What needs to be done
Rewrite every line of the items below, from the line that contains "Locate the wheel" through the last line of the items, and offset each coordinate number by adding 48 to it. Keep all other lines unchanged.

Stored items:

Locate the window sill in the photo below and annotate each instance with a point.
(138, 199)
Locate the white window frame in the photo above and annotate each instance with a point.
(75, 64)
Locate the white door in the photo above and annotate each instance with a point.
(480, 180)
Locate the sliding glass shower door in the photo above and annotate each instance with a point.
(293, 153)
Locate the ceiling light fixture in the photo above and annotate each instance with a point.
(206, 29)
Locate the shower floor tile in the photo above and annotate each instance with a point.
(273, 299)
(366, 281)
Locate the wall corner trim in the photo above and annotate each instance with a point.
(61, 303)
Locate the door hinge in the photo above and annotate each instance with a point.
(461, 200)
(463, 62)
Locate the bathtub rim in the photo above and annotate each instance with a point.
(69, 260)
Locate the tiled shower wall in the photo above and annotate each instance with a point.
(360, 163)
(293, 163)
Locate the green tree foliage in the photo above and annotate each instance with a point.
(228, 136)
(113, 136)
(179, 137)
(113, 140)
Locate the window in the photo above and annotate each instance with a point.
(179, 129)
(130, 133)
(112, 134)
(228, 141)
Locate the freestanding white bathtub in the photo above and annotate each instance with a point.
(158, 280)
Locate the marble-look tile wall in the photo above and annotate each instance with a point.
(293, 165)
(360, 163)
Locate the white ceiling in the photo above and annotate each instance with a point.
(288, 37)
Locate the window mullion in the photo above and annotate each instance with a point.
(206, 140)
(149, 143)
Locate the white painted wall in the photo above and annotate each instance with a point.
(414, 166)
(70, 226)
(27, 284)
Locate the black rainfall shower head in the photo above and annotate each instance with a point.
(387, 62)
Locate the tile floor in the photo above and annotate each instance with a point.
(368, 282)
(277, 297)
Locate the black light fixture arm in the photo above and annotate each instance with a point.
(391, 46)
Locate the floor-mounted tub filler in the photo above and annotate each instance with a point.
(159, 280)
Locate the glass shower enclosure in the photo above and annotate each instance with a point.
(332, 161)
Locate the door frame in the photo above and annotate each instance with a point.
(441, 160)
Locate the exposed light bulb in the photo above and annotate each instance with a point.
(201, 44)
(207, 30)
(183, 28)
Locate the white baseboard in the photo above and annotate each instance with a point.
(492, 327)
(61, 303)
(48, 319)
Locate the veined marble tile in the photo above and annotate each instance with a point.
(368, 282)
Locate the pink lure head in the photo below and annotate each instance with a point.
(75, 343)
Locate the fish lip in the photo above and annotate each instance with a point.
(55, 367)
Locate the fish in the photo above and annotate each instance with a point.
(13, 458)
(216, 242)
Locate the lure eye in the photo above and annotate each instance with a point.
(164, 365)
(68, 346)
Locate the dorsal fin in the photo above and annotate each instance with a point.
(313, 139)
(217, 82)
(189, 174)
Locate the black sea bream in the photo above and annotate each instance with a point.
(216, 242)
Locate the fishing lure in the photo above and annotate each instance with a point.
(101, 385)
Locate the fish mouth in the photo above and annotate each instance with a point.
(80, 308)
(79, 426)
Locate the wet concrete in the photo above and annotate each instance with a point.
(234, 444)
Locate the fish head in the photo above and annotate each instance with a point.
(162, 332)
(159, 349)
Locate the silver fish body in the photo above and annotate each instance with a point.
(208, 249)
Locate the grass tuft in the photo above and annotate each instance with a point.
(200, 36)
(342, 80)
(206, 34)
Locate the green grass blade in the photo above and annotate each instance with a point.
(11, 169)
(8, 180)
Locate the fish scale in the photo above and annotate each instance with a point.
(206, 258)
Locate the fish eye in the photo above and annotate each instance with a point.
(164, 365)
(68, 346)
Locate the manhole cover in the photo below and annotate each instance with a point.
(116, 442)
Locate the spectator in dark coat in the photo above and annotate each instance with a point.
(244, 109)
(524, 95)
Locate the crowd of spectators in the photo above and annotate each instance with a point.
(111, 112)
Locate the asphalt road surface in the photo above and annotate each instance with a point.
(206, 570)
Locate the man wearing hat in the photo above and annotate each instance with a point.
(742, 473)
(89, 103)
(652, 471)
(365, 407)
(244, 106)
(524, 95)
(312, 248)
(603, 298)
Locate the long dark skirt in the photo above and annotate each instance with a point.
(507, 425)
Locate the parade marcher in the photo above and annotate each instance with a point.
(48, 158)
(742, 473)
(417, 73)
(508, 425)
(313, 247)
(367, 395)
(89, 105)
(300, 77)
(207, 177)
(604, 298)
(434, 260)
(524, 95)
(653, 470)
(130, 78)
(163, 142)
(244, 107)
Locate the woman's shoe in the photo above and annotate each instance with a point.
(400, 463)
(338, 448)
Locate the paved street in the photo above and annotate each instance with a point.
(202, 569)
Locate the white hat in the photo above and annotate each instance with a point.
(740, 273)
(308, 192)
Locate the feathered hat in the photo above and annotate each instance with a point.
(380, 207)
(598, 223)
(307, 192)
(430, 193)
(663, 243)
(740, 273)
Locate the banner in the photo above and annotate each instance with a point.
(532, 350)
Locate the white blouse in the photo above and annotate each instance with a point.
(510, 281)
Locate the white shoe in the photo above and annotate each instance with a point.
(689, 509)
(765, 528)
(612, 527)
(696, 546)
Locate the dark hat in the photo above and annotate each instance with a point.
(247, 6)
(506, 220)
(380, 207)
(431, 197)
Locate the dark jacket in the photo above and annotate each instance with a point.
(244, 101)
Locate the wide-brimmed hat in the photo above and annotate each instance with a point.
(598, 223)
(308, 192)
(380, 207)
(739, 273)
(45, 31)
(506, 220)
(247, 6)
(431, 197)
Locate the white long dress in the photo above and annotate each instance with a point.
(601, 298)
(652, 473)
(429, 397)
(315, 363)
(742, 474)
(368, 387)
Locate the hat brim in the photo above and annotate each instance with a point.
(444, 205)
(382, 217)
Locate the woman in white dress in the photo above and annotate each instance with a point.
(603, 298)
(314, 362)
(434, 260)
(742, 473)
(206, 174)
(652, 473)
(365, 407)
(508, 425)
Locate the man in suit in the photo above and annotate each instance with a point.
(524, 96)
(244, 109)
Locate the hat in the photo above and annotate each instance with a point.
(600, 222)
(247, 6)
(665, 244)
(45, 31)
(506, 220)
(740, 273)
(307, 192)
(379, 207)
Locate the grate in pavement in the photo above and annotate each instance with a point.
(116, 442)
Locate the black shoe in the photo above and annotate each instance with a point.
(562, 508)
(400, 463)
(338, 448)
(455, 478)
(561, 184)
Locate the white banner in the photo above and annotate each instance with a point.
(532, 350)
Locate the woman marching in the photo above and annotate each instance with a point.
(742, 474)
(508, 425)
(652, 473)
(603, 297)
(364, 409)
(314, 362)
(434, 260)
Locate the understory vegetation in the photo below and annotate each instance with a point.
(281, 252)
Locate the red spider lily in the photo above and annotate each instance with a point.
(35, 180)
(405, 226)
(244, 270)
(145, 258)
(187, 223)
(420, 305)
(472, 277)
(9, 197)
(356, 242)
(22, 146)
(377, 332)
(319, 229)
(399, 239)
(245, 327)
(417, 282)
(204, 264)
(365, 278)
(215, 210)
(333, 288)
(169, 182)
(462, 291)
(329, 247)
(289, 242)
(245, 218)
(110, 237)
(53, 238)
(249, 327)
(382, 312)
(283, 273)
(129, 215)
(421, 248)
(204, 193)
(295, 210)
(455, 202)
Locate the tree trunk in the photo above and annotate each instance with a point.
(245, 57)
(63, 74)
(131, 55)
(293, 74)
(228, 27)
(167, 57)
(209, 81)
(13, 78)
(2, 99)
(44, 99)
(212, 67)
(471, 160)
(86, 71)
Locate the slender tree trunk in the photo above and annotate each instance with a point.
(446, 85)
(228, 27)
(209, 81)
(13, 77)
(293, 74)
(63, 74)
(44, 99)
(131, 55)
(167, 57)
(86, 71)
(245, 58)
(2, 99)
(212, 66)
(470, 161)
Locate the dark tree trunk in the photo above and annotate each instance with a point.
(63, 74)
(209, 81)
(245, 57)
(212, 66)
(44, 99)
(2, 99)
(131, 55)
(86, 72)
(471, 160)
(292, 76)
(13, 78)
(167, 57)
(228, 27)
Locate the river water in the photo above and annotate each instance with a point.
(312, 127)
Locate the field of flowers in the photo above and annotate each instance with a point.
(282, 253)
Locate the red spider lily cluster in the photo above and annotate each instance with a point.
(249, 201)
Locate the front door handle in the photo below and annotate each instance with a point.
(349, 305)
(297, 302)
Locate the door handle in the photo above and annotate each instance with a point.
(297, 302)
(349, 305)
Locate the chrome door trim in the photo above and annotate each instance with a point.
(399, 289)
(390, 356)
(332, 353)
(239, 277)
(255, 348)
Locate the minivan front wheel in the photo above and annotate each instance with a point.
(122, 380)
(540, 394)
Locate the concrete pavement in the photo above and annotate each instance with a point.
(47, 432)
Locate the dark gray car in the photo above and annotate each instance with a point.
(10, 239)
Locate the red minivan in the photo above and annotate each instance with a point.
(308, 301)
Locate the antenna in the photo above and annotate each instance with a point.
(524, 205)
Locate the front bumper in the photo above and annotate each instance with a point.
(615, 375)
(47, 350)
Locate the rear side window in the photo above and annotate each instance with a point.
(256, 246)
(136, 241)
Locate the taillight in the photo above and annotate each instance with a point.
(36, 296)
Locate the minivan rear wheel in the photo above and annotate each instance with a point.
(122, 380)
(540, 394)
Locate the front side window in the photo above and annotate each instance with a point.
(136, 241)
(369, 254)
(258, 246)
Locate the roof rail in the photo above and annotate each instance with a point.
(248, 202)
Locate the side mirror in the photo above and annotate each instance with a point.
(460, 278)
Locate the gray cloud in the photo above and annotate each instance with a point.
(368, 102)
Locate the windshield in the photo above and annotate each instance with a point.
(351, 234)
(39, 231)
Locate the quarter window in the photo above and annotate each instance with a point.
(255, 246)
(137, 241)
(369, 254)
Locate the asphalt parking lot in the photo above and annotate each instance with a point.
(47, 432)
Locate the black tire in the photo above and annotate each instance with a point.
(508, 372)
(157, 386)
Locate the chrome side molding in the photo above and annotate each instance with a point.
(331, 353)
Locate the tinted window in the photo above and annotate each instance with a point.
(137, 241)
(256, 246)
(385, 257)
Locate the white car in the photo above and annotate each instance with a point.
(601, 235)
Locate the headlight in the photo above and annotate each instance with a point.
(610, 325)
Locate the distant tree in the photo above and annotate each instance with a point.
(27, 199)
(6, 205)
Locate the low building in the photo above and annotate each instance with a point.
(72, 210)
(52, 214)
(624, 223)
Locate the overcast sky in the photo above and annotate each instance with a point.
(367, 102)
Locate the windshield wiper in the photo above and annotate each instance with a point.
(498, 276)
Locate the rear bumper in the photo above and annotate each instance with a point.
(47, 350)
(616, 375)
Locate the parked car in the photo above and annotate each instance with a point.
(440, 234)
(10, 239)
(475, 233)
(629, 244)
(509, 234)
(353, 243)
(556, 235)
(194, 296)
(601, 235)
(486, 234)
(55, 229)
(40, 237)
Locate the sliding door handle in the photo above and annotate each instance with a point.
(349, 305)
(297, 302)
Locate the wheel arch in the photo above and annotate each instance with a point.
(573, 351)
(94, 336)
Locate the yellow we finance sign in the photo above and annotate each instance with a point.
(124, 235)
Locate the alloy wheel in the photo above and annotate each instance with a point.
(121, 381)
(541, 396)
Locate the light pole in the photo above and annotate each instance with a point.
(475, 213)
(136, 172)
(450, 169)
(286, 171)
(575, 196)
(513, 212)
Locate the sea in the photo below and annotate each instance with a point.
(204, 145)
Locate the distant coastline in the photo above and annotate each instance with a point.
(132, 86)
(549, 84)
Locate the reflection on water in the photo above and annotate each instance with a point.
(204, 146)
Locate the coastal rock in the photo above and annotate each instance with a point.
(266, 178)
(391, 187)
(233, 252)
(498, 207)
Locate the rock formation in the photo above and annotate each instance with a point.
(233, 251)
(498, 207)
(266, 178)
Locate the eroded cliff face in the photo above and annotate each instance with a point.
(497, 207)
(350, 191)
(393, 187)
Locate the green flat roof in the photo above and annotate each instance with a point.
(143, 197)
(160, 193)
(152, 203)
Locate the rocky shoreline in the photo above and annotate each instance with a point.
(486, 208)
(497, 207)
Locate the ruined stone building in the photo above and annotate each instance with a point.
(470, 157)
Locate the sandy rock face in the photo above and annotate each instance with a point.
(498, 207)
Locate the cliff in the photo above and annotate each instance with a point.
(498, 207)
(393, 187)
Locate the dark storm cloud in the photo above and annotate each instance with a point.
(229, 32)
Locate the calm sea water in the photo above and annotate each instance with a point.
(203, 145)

Response
Locate the wheel arch in the photo above and annotate each instance with a point.
(621, 399)
(142, 384)
Locate the yellow we finance sign in the photo above and annotate each instance with a point.
(172, 283)
Locate the alloy wheel in the photo above and annotate each instance with a point.
(169, 429)
(589, 444)
Locate the light pole in the photo above and annotate each instance with a point.
(523, 261)
(184, 220)
(498, 217)
(334, 219)
(623, 244)
(561, 260)
Locate the sea in the photo below and annotate each instance with a point.
(252, 193)
Locate the distant coastline in the photo above and annotate each instance with a point.
(180, 134)
(597, 132)
Locate the reflection on water in the photo above and annotate each instance with a point.
(252, 194)
Locate the coastal rock in the photo above and annotate each instance with a point.
(314, 226)
(439, 235)
(281, 300)
(546, 255)
Locate the rock formation in the photo above and annotate each instance with a point.
(281, 299)
(546, 255)
(314, 226)
Locate the eroded cliff face in the photo above and annotate each instance with a point.
(545, 255)
(398, 239)
(441, 235)
Locate the green flat roof in the photo above and annotate each instance with a point.
(191, 245)
(208, 241)
(200, 251)
Locate the rocky shoreline in the photo above and annotate each instance with a point.
(534, 256)
(545, 255)
Locate the ruined stone building in the photo above and annotate each instance with a point.
(518, 205)
Locate the sandy rock face in the photo above and annotate each instance with a point.
(546, 255)
Locate the cliff in the photo above and annotate each instance with a point.
(546, 255)
(441, 235)
Locate the dark storm cloud in the photo above and annotate each instance with a point.
(277, 80)
Locate the calm sea water in the photo above and annotate each instance with a point.
(251, 193)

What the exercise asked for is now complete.